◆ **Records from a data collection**
*-*-*
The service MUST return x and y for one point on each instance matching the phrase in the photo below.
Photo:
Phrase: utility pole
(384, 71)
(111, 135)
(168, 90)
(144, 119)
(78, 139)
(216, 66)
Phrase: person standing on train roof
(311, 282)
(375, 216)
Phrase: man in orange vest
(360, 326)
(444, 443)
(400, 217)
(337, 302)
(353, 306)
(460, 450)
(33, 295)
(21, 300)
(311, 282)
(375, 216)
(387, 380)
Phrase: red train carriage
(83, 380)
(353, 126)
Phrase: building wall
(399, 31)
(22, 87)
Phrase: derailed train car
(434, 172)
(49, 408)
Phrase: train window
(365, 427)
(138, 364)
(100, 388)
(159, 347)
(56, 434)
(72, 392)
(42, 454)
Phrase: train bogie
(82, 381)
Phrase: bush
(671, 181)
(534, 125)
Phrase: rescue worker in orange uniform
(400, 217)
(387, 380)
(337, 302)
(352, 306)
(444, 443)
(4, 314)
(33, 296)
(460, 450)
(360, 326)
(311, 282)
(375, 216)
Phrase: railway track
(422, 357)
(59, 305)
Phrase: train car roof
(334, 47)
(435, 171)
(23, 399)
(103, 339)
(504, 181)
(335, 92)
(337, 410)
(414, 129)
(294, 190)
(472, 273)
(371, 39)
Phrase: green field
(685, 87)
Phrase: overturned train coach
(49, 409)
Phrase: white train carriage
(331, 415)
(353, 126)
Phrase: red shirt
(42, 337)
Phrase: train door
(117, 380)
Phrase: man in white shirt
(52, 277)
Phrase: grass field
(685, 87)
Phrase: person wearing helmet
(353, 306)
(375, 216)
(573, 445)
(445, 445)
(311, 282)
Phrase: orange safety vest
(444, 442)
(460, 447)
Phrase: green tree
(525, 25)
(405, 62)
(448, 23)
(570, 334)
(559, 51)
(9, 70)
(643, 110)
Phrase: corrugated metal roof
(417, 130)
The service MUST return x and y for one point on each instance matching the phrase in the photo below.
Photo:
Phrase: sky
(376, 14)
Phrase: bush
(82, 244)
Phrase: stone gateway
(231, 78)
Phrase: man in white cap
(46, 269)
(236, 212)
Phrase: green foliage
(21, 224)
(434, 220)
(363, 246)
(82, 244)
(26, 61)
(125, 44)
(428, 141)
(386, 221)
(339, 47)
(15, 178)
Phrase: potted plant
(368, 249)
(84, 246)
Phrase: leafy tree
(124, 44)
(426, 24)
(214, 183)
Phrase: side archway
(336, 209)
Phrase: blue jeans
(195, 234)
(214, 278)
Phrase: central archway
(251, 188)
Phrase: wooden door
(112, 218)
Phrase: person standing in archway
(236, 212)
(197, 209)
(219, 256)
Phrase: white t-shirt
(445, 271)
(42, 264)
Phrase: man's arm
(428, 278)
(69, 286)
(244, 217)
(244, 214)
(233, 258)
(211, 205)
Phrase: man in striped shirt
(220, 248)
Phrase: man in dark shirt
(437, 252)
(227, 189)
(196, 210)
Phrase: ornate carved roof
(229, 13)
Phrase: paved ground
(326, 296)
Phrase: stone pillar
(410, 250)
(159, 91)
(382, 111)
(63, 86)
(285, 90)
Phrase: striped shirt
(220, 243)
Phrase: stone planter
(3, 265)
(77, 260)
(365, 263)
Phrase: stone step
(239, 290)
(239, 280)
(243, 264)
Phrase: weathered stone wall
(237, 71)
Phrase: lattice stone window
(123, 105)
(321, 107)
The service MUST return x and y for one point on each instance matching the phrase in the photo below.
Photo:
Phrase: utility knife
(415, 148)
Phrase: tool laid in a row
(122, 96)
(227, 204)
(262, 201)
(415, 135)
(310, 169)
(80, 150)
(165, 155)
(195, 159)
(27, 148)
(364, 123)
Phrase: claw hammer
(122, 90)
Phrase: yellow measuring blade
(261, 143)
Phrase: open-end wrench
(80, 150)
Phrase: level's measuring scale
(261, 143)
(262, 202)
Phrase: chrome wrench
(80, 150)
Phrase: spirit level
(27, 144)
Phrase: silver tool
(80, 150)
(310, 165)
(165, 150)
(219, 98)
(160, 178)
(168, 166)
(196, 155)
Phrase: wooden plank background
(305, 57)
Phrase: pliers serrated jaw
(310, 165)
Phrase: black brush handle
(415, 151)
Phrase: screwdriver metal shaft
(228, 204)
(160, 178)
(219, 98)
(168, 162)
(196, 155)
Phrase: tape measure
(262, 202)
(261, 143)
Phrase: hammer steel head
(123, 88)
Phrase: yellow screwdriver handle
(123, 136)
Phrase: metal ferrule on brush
*-*-*
◆ **Problem**
The entries are to be repeated exactly, with nothing altered.

◆ **Solved problem**
The service MUST return x and y for one point on each instance matching the phrase in the photo below.
Photo:
Phrase: utility pole
(384, 71)
(111, 135)
(168, 90)
(144, 119)
(78, 139)
(216, 66)
Phrase: person standing on train roof
(311, 282)
(375, 216)
Phrase: man in orange vest
(360, 326)
(444, 443)
(400, 217)
(337, 302)
(353, 306)
(460, 450)
(33, 295)
(21, 300)
(311, 282)
(375, 216)
(387, 380)
Phrase: red train carriage
(83, 380)
(353, 126)
Phrase: building wall
(399, 31)
(22, 87)
Phrase: derailed train car
(434, 172)
(49, 408)
Phrase: train window
(365, 427)
(138, 364)
(100, 388)
(159, 347)
(56, 434)
(72, 392)
(42, 454)
Phrase: train bogie
(82, 381)
Phrase: bush
(671, 181)
(534, 125)
Phrase: rescue worker in orange uniform
(400, 217)
(387, 380)
(337, 302)
(352, 306)
(444, 443)
(4, 314)
(33, 296)
(460, 450)
(360, 326)
(311, 282)
(375, 216)
Phrase: railway track
(422, 357)
(59, 305)
Phrase: train car roof
(334, 47)
(435, 171)
(23, 399)
(103, 339)
(504, 181)
(335, 92)
(337, 410)
(414, 129)
(294, 190)
(472, 273)
(371, 39)
Phrase: green field
(685, 87)
Phrase: overturned train coach
(49, 409)
Phrase: white train carriage
(331, 415)
(353, 126)
Phrase: red shirt
(42, 337)
Phrase: train door
(117, 380)
Phrase: man in white shirt
(52, 277)
Phrase: grass field
(685, 87)
Phrase: person wearing helmet
(353, 306)
(375, 216)
(573, 445)
(445, 445)
(311, 282)
Phrase: orange safety vest
(444, 442)
(460, 447)
Phrase: green tree
(525, 25)
(405, 62)
(448, 23)
(570, 334)
(559, 51)
(9, 70)
(643, 110)
Phrase: corrugated metal roof
(417, 130)
The service MUST return x and y for one point on each instance matching the phrase in the photo below.
Photo:
Phrase: sky
(376, 14)
Phrase: bush
(82, 244)
Phrase: stone gateway
(231, 78)
Phrase: man in white cap
(46, 269)
(236, 212)
Phrase: green foliage
(21, 224)
(434, 220)
(363, 246)
(82, 244)
(26, 61)
(125, 44)
(428, 141)
(386, 221)
(339, 47)
(15, 178)
Phrase: potted plant
(368, 249)
(84, 246)
Phrase: leafy tree
(124, 44)
(426, 24)
(214, 183)
Phrase: side archway
(336, 209)
Phrase: blue jeans
(195, 234)
(214, 278)
Phrase: central archway
(251, 188)
Phrase: wooden door
(112, 218)
Phrase: person standing in archway
(236, 212)
(197, 209)
(219, 256)
Phrase: white t-shirt
(445, 271)
(42, 264)
Phrase: man's arm
(428, 278)
(69, 286)
(244, 217)
(244, 214)
(233, 258)
(211, 205)
Phrase: man in striped shirt
(220, 248)
Phrase: man in dark shirt
(437, 252)
(227, 189)
(196, 210)
Phrase: ornate carved roof
(229, 13)
Phrase: paved ground
(326, 296)
Phrase: stone pillar
(410, 250)
(159, 91)
(382, 111)
(63, 86)
(285, 90)
Phrase: striped shirt
(220, 243)
Phrase: stone planter
(3, 265)
(77, 260)
(365, 263)
Phrase: stone step
(239, 290)
(239, 280)
(243, 264)
Phrase: weathered stone wall
(237, 71)
Phrase: lattice stone window
(123, 105)
(321, 107)
The service MUST return x and y for one point on each instance matching the phrase in the photo below.
Photo:
Phrase: utility knife
(415, 148)
Phrase: tool laid in a row
(122, 96)
(227, 204)
(262, 201)
(415, 135)
(310, 169)
(80, 150)
(165, 155)
(195, 159)
(27, 148)
(364, 123)
Phrase: claw hammer
(122, 90)
Phrase: yellow measuring blade
(261, 143)
Phrase: open-end wrench
(80, 150)
Phrase: level's measuring scale
(261, 143)
(262, 202)
Phrase: chrome wrench
(80, 150)
Phrase: spirit level
(27, 144)
Phrase: silver tool
(80, 150)
(310, 165)
(165, 150)
(219, 98)
(160, 178)
(168, 166)
(196, 155)
Phrase: wooden plank background
(305, 57)
Phrase: pliers serrated jaw
(310, 165)
Phrase: black brush handle
(415, 151)
Phrase: screwdriver metal shaft
(228, 204)
(160, 178)
(219, 98)
(168, 162)
(196, 155)
Phrase: tape measure
(262, 202)
(261, 143)
Phrase: hammer steel head
(123, 88)
Phrase: yellow screwdriver handle
(123, 136)
Phrase: metal ferrule on brush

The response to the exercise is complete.